■ To be done ■
Which lines of the data below contain the string "green"? List every such line in full, and treat uppercase and lowercase letters as different.

>>>

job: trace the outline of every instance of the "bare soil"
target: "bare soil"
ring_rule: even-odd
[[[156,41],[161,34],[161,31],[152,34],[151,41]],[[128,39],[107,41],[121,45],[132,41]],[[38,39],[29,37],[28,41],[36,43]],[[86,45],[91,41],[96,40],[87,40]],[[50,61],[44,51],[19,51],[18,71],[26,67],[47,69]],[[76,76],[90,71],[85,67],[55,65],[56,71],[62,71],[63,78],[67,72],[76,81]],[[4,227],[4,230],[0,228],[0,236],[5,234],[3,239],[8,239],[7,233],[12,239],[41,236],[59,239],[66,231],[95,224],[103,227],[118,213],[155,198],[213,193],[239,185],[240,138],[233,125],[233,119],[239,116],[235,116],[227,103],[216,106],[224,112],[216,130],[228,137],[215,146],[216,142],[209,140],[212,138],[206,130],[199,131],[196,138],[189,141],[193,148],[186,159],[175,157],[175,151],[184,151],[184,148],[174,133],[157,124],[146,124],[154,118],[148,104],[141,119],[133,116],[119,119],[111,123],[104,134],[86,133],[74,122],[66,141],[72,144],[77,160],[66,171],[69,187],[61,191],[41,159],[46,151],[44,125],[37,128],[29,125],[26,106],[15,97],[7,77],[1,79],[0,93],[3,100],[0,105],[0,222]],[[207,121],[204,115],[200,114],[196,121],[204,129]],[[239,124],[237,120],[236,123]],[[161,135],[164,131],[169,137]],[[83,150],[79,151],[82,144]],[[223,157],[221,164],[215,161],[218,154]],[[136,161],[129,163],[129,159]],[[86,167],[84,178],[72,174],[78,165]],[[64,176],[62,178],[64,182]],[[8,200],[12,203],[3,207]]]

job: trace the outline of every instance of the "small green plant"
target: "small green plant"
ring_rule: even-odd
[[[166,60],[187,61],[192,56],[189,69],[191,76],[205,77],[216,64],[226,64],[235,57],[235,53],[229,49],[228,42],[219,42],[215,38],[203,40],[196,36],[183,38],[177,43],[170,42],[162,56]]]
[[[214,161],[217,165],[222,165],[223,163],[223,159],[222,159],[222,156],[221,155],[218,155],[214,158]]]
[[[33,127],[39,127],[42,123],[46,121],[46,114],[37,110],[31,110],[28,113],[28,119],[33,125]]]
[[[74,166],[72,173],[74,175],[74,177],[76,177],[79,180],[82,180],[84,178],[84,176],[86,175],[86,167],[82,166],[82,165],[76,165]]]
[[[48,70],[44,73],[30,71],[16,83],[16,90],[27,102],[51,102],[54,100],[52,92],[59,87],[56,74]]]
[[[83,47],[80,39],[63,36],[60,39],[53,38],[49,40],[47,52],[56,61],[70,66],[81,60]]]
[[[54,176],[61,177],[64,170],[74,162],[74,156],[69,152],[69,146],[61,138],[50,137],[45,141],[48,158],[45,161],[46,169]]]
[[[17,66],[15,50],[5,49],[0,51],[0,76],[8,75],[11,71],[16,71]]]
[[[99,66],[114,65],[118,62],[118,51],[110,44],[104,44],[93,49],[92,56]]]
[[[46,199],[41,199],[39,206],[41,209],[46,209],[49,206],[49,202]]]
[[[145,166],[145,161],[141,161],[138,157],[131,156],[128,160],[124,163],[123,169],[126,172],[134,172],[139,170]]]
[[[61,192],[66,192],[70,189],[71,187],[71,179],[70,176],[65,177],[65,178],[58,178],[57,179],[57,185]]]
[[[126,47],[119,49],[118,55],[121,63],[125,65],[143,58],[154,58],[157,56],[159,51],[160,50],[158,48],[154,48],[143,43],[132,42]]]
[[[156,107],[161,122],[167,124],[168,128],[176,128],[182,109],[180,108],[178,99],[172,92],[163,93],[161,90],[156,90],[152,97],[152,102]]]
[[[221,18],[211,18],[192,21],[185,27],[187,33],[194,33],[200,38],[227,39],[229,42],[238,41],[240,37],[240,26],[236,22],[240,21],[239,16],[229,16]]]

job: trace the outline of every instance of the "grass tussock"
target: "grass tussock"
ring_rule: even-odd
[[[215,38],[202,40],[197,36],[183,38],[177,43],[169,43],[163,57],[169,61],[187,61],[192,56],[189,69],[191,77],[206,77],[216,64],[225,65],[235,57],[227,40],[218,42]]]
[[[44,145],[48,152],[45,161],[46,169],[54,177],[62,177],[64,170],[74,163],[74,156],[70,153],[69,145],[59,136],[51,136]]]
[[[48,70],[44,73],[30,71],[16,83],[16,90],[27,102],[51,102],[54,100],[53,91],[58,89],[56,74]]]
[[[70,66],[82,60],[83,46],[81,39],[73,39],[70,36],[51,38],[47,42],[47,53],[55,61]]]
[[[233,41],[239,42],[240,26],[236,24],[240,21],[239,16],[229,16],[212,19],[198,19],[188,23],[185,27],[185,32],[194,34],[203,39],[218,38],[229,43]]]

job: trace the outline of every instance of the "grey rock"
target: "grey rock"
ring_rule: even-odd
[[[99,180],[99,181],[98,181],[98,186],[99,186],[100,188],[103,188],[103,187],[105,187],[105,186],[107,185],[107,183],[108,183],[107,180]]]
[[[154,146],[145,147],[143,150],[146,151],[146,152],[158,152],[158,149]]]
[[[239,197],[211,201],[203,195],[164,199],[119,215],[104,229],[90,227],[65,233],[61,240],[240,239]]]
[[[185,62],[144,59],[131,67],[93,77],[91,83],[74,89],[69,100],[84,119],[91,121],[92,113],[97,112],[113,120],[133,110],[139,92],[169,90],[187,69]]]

<<<

■ Response for this exercise ■
job: trace the outline of every instance of the "small green plant"
target: "small green plant"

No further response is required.